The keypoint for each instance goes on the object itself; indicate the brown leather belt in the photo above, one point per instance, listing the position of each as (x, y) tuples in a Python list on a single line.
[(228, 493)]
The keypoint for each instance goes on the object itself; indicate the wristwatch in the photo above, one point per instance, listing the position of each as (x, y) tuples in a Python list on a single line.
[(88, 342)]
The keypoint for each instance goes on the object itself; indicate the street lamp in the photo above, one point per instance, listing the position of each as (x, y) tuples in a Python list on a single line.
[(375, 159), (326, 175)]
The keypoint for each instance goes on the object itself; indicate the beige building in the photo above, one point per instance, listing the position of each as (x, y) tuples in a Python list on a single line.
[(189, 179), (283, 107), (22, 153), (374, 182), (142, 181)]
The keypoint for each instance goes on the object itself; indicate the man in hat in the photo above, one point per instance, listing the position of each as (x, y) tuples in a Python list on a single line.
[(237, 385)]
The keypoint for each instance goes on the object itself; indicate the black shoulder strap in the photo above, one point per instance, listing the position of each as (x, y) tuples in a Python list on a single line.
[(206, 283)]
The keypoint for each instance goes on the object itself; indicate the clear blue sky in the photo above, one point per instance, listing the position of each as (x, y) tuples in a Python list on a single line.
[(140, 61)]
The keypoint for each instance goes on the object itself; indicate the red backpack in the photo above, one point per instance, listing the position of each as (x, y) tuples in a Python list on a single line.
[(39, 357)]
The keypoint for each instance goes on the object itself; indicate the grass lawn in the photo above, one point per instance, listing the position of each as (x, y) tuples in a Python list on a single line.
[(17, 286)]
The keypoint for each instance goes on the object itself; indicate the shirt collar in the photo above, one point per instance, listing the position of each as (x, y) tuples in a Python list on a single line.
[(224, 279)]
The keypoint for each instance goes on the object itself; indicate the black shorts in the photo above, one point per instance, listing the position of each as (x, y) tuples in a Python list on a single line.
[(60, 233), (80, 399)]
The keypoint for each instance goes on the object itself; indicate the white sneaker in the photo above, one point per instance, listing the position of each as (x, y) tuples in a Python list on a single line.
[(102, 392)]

....

Set task:
Quote, without any change, each line from the one that contains "indicate the man" through the end of the material.

Reply to the exercise:
The keypoint for each instance goes on the object itself; indicate the man in hat in the photo above, one point per instance, listing the position of each as (x, y) tuples in a Python list on a single line.
[(237, 385)]
The keypoint for each instance goes on the object itself; indicate the black shoulder strap in the photo above, one point per instance, listing the position of each as (x, y) tuples in a Python list on a single line.
[(206, 283)]
The keypoint for each instance goes on the object itself; indicate the clear blue sky in the photo above, one point per instance, listing the position of each as (x, y) tuples in a Python list on a single line.
[(140, 61)]
The keypoint for each instance goes on the object itself; indicate the red backpack in the photo above, one point per instance, listing the position of each as (x, y) tuples in a Python list on a single line.
[(39, 357)]
The keypoint for each instance goes on the object itself; indicate the grass lawn in the photo above, one point per instance, listing the position of each as (x, y) tuples in a Python list on a single line.
[(17, 286)]
The keypoint for each instance goes on the object itself; indicate the shirt collar in the photo above, one point per instance, listing the position of each as (x, y) tuples in a Python list on a single line.
[(224, 279)]
The keypoint for each instance goes on the object itself; indicate the black shorts in the photo above, one point per instance, listing the position of each as (x, y) tuples in a Python list on a single line.
[(60, 233), (80, 399)]
The keypoint for each instance goes on the object itself; indicate the white sneaker in the photo above, one point per instance, listing the position of each as (x, y) tuples in a Python list on a single line.
[(102, 392)]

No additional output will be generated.